Task directions:
Answer these questions from the text on Horik II below:
1. In what year did Guttorm attack Horik I?
2. Whose advice did Horik II follow when he closed the Hedeby church?
3. What happened to Rørik's Frisian port Dorestad while he was absent?

Excerpted text:

Horik II (died after 864), also known as Hårik or, in late sources, Erik Barn (Danish: "Erik the Child"), was King of the Danes from the fall of Horik I in 854 to an unknown date between 864 and 873. During his reign the Danish kingdom showed tendencies of breaking up. After his demise under unknown circumstances, Denmark entered a long period of obscurity, until the rise of the Jelling dynasty in the 10th century.

==Political crisis and ascent==

His predecessor Horik I had a long reign of more than 40 years. By the mid 9th century he was old by the standards of the time, and younger relatives began to create trouble. One of them, Guttorm, attacked Horik in 854. In the brief civil war that followed, the branches of the royal family were nearly wiped out. The Frankish Fulda Annals and the Vita Ansgari make clear that only a single royal child was left alive, also called Horik (Old Norse, Hárikr). In later historiography he is hence known as Erik the Child. The problem with the story is that at the time there was no hereditary kingship. Kings were literally shouted into office at the assemblies (Danish: landsting) by the chiefs and peasants who supported him. Moreover, there still relatives of the former king Harald Klak alive. Judging from the Frankish sources, the power center of the dynasty lay in extreme southern Denmark, including Hedeby, and Horik II emerged as the strongest of the claimants although young. Little is known about him except for stray references in various Frankish annals and The Life of Ansgar by Rimbert.

Horik II was probably not the son of Horik I, but a close relative, perhaps a nephew or grandson of the old king. At any rate he belonged to the powerful House of Gudfred which held power in much of Denmark. Sons were not usually named after fathers in Viking Age Denmark.

==Struggle for South Jutland==

The old Horik I had been friendly disposed to Ansgar, Archbishop of Hamburg-Bremen, and allowed the construction of a church in Hedeby. However, the violent showdown in 854 cost the lives of the Danish grandees who had been favourable to the archbishop. Some people blamed the recent disasters on the intrusion of the new faith. After his accession, Horik II followed the advice of the anti-Christian Hovi Jarl and closed the Hedeby church, expelling its priest. However, political developments soon changed the conditions for missionary work. Already in 855 two claimants arrived from their base in Frisia. They were Rørik and Gudfred, nephew and son of the former king Harald Klak, who were probably distant relatives of the Gudfred clan. They therefore had a claim to power as valid as Horik's. At the time Rørik was attempting to carve out a Frisian kingdom between the Saxons and the Danes with the help of the Carolingian rulers Lothair I and later Lothair II. The two Viking princes demanded part of the Danish realm but were turned away.

Rørik nevertheless came back in 857, using the authority of Lothair II of Lotharingia to intimidate Horik. As it turned out the young king had to give up his lands in South Jutland between the Eider River and the North Sea. This may have included Hedeby at the Schlei, an inlet of the Baltic Sea, where Hovi Jarl probably supported Rørik. The possession of Hedeby would have secured considerable toll incomes, as it was one of the most important commercial centers of Viking Age Scandinavia. It would have been in Lothair II's interest to use the port to increase trade between Lotharingia and Scandinavia. However, the plans were cut short by a new incident, since Rørik's Frisian port Dorestad was ravaged by other Vikings while he was absent. Rørik soon had to leave his Danish kingdom for Frisia, and his possessions apparently reverted to Horik. Circumstances thus prevented a thinly veiled attempt to add southern Denmark to the Carolingians.

Information supplied:
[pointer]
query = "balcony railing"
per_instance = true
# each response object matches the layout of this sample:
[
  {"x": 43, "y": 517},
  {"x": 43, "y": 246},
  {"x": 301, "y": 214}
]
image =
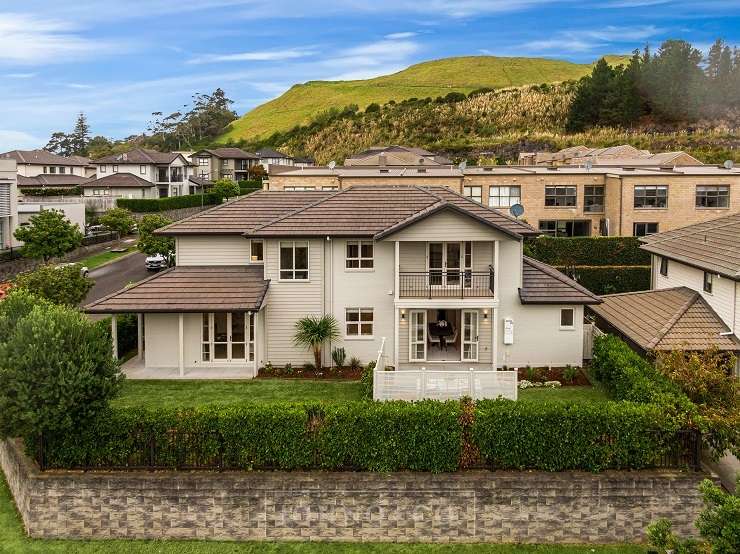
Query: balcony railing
[{"x": 446, "y": 284}]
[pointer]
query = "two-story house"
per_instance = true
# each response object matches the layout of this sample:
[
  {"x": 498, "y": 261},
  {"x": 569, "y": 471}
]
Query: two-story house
[
  {"x": 223, "y": 163},
  {"x": 440, "y": 277},
  {"x": 140, "y": 173}
]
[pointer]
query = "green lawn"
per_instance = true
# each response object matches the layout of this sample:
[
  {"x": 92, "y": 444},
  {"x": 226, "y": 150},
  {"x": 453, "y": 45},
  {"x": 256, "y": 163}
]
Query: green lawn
[
  {"x": 164, "y": 393},
  {"x": 91, "y": 262},
  {"x": 14, "y": 541}
]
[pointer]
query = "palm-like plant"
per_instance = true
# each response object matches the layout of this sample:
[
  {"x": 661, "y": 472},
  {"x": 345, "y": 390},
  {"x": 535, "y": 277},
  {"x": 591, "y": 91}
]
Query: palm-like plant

Answer box:
1. 854
2. Hovi Jarl's
3. It was ravaged by other Vikings.